▸ **Aim of the exercise**
Please reproduce the listing from its first line through the line containing "212,61,266,77", substituting "elbow" for "shoulder" and changing nothing else.

▸ **Rows**

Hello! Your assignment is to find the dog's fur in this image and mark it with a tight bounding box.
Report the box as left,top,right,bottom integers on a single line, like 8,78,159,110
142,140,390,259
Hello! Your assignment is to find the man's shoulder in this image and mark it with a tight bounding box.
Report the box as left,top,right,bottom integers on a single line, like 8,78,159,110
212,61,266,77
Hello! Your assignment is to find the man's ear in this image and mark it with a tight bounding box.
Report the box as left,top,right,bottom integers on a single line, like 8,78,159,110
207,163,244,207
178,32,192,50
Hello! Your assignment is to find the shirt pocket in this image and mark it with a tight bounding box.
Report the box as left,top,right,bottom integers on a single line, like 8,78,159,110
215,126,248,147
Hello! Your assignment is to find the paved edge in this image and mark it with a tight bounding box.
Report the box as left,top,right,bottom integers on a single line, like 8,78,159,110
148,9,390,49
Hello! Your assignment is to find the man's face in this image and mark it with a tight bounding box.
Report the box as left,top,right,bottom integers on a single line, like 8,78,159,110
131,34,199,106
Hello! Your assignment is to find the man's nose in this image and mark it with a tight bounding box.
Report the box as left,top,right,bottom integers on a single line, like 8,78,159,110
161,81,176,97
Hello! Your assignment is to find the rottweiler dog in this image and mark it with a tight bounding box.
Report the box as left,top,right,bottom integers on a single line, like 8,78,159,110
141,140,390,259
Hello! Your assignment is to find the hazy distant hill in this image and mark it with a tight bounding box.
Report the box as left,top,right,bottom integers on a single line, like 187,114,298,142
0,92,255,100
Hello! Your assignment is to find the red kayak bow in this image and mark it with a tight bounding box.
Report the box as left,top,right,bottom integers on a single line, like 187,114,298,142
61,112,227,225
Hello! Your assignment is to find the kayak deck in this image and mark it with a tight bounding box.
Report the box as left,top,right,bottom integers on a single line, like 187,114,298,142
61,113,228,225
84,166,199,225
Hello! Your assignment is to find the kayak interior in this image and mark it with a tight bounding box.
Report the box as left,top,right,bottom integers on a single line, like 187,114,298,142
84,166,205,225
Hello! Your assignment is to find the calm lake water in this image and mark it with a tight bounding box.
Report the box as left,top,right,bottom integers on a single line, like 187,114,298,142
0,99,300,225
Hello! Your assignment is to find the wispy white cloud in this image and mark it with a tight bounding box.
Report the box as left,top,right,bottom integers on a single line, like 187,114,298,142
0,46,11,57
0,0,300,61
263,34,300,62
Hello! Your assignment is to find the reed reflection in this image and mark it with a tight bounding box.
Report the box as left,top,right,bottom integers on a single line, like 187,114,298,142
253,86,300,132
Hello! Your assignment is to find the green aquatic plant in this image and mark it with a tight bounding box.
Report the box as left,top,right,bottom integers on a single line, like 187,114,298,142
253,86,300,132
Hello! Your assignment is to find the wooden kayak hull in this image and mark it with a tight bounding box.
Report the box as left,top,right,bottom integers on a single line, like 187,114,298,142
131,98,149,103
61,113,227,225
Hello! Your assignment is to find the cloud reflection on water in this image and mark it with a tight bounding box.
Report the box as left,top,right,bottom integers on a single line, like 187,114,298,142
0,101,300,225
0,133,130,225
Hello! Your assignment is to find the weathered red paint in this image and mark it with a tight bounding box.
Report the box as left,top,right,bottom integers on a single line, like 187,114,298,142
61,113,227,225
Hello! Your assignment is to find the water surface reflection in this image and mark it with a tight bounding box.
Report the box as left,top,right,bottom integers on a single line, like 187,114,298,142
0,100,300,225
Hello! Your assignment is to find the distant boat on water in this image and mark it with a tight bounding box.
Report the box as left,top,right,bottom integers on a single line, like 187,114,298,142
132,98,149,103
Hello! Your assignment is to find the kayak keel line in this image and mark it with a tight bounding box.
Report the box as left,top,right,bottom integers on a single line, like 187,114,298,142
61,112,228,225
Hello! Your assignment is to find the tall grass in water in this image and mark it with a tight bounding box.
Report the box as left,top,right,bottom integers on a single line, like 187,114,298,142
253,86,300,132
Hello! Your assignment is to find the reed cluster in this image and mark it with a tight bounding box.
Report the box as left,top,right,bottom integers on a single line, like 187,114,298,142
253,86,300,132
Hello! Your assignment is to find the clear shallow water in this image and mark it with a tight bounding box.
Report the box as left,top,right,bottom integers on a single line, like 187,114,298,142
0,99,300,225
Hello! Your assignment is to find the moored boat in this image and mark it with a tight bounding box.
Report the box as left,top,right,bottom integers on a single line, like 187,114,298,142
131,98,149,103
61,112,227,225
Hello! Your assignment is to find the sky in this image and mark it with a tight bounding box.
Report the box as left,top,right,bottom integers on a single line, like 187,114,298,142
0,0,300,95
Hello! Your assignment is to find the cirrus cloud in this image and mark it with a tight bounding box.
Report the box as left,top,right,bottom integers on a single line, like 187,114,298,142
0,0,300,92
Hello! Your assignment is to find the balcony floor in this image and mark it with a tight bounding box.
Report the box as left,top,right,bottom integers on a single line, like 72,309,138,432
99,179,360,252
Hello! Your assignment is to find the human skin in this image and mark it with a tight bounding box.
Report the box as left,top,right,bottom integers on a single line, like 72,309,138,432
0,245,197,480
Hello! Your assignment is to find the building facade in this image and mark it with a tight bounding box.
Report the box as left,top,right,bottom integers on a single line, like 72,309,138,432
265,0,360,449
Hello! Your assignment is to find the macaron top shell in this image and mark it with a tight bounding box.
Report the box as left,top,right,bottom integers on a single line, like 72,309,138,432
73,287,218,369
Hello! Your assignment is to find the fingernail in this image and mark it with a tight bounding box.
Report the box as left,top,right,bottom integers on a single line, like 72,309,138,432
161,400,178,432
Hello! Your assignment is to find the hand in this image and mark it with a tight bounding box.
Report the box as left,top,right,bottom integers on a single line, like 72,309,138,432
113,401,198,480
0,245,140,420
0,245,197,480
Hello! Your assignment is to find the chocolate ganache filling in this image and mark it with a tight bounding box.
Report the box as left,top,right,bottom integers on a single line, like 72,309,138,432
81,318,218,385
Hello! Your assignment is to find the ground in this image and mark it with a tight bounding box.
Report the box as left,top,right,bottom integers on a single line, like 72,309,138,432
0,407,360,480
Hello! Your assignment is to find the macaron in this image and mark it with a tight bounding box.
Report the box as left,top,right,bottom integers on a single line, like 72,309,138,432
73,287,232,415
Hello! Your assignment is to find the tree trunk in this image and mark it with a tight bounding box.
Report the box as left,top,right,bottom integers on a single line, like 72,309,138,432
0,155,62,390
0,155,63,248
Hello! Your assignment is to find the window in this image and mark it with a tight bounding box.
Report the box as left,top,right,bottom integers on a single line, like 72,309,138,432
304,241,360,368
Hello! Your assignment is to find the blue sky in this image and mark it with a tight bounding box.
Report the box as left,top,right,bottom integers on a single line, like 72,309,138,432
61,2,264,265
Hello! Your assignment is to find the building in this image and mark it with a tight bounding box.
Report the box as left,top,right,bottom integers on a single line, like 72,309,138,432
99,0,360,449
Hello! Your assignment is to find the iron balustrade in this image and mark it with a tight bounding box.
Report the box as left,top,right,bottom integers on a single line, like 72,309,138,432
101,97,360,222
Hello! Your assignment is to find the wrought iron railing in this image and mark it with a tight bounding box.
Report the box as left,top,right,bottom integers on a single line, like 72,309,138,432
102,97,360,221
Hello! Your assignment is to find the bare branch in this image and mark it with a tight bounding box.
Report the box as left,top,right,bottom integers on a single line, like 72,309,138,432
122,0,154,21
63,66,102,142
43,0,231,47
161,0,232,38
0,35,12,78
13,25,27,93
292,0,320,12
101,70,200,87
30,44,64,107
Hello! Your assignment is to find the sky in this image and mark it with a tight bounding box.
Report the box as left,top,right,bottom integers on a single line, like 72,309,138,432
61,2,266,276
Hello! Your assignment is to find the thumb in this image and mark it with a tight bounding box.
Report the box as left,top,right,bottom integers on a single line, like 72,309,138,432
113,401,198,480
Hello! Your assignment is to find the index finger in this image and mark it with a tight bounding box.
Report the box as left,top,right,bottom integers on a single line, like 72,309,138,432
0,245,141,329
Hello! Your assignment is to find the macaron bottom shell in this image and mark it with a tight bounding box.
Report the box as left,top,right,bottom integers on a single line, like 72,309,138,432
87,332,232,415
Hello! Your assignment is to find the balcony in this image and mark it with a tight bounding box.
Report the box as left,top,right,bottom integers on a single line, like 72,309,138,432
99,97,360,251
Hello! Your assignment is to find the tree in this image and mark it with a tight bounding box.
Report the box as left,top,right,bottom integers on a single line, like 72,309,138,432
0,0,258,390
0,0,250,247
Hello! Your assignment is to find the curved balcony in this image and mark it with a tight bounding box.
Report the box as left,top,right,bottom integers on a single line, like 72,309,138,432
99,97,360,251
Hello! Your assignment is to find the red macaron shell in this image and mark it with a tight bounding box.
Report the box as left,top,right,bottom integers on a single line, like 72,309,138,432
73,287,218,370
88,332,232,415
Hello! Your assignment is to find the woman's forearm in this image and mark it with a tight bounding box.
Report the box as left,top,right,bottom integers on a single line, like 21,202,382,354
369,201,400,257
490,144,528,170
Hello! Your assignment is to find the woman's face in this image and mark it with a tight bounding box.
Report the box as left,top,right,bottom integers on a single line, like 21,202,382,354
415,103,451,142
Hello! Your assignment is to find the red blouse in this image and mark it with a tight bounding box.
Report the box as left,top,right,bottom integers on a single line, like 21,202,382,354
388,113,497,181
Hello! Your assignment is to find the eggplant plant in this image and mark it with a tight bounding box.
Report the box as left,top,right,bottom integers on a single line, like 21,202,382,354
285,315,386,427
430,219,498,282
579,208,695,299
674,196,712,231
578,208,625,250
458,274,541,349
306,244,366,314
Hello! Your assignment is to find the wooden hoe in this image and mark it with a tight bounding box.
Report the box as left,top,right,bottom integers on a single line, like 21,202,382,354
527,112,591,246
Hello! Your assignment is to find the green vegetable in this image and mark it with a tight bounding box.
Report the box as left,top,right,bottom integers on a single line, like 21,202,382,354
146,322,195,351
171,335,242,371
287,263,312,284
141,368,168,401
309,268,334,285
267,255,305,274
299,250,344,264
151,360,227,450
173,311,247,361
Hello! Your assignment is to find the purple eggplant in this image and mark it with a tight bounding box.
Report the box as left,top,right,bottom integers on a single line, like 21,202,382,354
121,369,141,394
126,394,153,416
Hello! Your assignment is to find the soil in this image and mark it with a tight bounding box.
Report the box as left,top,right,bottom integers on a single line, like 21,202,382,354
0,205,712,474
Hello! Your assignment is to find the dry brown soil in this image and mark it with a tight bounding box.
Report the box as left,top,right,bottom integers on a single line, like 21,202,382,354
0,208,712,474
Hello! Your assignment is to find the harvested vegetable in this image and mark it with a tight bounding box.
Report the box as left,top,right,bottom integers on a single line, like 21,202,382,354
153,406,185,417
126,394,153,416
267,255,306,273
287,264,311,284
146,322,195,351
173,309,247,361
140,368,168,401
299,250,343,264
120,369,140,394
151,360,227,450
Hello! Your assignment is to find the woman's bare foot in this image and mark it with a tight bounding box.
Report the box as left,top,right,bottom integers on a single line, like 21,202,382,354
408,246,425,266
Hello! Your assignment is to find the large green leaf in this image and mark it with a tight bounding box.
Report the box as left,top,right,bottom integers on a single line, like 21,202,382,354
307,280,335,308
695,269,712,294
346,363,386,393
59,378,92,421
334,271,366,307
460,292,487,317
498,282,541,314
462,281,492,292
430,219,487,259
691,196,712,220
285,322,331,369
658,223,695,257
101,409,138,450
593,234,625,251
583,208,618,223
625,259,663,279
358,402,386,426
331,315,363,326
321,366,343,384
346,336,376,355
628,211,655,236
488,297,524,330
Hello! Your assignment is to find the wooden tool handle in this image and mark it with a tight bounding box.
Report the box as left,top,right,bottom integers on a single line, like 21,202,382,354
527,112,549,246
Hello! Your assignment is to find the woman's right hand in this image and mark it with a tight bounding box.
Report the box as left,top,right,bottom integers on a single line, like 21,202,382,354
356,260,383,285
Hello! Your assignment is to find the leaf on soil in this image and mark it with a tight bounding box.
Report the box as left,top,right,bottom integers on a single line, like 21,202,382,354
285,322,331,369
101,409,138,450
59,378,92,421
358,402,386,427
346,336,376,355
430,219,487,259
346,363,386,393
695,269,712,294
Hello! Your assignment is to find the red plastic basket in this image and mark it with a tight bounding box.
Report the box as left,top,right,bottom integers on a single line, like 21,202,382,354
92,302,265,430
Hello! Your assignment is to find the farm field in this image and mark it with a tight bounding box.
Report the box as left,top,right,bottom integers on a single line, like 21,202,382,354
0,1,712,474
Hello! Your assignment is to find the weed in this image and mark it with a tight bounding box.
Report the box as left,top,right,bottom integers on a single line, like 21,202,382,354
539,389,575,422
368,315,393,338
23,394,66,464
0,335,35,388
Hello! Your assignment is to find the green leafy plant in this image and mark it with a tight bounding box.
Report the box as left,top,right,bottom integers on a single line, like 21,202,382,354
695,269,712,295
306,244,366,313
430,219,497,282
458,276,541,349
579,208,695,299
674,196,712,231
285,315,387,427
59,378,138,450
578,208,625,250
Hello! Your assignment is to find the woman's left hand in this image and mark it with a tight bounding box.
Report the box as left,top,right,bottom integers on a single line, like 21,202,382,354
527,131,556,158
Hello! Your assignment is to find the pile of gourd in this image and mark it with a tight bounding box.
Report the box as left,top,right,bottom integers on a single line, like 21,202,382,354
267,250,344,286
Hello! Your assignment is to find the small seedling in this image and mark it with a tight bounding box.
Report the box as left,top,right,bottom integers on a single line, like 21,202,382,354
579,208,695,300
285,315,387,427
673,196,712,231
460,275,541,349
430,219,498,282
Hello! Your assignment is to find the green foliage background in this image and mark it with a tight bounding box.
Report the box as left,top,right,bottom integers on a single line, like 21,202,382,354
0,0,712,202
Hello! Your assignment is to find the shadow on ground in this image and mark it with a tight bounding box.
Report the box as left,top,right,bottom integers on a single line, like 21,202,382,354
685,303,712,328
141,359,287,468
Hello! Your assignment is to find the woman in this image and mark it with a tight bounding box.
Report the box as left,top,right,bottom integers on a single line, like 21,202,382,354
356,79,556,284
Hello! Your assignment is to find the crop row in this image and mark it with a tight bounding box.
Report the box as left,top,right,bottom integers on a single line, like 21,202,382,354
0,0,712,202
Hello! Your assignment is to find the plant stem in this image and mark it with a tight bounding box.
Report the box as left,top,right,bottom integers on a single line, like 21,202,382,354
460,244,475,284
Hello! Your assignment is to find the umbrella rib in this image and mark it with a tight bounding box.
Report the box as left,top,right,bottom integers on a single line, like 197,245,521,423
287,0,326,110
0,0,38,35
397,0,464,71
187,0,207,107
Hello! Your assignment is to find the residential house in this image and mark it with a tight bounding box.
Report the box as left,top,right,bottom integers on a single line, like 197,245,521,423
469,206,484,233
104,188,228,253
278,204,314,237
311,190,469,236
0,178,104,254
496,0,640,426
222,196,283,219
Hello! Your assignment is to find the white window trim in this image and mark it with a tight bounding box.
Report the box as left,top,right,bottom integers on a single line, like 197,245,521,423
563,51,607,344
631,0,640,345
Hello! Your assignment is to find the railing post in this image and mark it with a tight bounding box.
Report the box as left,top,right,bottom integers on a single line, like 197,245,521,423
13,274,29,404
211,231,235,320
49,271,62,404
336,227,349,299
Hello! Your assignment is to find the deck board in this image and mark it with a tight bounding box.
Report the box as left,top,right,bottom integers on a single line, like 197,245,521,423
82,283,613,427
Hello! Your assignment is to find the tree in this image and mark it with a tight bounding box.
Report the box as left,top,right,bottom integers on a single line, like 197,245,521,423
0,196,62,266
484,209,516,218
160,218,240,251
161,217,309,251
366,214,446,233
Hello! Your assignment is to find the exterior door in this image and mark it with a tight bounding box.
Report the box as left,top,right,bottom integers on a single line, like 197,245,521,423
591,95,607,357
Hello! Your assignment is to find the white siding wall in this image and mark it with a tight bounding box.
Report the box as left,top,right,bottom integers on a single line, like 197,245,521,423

▸ **Expected answer**
Hello! Your assignment is to find the dog's fur in this image and mark it with a tight bounding box.
Report the box as left,top,right,bottom integers on a single line, like 8,78,159,110
142,140,390,259
Hello! Your assignment is to find the man's elbow in this image and mark it with a tight bounding box.
Report the box as left,top,right,bottom integers on a single line, like 8,78,159,110
212,61,266,77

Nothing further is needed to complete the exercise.